- **Extracted entries**
..............................
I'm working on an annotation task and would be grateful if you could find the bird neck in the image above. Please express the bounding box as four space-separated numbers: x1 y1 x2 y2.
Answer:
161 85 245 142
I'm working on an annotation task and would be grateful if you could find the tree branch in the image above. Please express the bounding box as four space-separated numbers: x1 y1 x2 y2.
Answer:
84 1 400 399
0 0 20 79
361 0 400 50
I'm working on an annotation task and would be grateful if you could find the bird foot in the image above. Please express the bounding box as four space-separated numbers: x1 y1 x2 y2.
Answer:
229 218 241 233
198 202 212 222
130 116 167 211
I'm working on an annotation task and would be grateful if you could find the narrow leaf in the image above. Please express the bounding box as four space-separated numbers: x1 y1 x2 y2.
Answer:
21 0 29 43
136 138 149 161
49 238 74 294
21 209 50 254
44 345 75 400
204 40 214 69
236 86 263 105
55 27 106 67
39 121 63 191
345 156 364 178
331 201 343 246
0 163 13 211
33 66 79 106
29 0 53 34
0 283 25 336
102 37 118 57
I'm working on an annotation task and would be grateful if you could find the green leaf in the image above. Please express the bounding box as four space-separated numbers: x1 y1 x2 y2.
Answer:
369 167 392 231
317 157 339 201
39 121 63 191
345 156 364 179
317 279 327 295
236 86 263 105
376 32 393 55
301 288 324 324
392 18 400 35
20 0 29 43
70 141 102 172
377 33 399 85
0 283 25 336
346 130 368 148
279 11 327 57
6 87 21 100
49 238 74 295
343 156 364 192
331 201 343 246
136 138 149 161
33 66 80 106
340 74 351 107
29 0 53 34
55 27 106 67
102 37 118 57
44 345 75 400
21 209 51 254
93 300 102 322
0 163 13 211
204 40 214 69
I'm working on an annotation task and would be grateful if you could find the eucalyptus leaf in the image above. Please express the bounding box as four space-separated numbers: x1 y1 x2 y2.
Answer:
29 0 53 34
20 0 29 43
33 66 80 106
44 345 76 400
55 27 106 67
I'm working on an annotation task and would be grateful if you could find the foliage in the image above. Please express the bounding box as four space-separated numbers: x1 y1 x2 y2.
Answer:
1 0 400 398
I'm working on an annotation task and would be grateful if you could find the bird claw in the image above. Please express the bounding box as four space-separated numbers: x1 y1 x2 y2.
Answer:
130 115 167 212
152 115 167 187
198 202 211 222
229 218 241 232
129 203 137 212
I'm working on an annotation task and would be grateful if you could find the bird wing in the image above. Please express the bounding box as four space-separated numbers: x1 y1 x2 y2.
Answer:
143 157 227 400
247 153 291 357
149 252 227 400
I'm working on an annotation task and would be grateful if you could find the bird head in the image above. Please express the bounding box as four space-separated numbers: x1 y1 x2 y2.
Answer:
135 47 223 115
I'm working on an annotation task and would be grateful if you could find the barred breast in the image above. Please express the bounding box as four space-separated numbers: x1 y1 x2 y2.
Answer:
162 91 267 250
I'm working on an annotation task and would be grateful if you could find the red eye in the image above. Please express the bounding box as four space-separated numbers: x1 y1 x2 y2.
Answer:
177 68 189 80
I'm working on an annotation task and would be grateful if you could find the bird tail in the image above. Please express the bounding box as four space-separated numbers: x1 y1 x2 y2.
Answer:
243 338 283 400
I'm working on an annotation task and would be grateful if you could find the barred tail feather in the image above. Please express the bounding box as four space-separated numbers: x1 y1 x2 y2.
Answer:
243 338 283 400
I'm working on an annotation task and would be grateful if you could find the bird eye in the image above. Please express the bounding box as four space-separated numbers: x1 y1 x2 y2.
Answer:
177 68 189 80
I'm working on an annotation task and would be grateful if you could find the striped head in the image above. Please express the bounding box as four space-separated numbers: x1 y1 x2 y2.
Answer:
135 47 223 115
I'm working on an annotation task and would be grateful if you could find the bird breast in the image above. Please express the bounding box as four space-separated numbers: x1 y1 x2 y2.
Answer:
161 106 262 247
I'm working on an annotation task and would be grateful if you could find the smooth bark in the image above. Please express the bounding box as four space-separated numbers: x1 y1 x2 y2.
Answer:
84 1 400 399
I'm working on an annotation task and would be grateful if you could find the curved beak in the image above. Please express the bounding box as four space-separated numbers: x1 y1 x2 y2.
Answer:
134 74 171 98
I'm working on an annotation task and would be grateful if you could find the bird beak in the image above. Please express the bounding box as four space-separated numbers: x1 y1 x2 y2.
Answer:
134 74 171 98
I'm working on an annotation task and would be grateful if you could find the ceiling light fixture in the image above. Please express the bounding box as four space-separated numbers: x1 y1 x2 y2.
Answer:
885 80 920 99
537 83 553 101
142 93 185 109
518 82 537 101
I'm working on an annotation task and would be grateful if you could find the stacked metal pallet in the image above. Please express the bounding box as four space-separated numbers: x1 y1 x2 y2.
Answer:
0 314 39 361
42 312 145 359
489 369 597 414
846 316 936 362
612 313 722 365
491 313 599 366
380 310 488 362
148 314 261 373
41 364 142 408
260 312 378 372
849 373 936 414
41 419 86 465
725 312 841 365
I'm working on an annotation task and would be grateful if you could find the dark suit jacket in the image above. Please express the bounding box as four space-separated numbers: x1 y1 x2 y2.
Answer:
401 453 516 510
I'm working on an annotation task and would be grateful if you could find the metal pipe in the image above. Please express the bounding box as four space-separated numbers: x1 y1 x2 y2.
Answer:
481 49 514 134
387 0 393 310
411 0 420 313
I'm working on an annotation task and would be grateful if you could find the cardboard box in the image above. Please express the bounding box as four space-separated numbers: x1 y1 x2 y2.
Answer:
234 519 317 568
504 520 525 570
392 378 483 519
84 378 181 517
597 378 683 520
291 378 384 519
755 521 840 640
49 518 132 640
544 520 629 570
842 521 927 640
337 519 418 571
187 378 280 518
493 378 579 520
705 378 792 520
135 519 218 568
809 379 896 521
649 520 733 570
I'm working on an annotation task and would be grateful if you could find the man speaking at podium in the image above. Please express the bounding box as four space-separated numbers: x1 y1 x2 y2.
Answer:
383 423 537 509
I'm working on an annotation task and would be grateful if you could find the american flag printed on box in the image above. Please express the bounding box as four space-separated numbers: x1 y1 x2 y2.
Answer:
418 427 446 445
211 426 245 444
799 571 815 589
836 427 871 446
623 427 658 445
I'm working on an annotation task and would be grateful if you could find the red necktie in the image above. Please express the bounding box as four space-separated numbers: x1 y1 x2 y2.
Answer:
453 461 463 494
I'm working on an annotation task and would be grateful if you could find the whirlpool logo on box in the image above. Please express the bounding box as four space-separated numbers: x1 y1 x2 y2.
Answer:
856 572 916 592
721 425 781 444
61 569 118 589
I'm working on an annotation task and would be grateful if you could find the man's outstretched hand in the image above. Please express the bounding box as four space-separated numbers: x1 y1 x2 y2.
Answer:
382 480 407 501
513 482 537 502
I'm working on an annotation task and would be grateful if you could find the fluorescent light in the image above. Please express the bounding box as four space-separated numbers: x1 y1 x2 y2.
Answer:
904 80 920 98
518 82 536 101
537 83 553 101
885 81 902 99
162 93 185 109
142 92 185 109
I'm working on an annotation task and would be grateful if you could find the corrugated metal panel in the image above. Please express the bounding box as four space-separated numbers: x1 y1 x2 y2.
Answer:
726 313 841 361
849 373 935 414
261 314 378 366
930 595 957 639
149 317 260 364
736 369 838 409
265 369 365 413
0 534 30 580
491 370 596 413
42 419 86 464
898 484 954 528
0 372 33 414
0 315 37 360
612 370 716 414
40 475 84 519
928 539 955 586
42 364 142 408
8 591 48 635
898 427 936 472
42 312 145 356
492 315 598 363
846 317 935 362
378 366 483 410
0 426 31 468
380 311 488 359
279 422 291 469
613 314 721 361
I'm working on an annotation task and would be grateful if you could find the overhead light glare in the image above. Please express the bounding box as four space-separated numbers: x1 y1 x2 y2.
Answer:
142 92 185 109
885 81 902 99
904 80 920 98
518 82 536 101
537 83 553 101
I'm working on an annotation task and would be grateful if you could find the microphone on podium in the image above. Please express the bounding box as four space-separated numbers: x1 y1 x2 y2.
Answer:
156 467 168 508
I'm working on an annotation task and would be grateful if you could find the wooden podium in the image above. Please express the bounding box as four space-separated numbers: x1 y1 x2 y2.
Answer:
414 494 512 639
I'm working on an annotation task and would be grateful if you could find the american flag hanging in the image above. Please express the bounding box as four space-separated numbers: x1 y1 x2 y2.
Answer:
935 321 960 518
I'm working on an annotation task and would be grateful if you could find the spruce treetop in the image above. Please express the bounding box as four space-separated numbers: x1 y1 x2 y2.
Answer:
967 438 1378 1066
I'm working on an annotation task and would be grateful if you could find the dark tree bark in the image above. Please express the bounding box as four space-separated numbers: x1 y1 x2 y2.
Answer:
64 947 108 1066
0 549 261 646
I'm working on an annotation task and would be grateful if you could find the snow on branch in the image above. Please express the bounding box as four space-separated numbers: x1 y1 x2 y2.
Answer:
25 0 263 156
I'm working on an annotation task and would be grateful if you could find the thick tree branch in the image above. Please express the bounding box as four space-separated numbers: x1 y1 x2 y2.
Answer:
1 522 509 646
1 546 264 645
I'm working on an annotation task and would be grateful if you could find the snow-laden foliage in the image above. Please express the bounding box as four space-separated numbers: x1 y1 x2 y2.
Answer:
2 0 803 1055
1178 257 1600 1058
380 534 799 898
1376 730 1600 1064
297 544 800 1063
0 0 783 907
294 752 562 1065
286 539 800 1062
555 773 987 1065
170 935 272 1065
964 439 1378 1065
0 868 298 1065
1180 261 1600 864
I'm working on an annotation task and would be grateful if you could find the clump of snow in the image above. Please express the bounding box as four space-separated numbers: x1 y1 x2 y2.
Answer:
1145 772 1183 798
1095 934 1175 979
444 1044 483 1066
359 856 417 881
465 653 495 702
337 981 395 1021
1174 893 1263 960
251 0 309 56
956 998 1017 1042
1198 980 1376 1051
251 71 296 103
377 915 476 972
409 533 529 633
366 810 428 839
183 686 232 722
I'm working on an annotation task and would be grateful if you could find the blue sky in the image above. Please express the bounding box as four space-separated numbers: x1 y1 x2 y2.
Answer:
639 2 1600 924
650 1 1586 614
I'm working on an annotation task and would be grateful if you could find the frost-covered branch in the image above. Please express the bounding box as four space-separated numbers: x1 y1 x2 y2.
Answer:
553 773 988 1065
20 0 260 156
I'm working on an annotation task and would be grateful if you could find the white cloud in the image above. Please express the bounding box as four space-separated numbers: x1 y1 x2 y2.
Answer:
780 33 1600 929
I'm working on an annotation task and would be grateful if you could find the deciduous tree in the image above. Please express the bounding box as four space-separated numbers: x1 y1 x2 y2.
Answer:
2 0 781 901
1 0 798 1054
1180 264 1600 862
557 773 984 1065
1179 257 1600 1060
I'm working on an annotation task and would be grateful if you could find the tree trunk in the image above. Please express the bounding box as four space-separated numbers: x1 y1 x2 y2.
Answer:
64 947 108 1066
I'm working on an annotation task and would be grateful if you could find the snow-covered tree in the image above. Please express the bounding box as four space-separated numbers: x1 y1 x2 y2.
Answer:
..............................
Your answer should be exactly the lines of the data above, from the first through the line containing "the tree branch".

I'm working on an annotation task and would be grateful if you could find the bird neck in the image above. Please express the bounding box as four space-separated numbers: x1 y1 x2 y2.
Answer:
161 85 245 142
I'm working on an annotation task and would be grateful if you could find the tree branch in the image above. Please express the bounding box as four space-separated numbers: x1 y1 x2 y2.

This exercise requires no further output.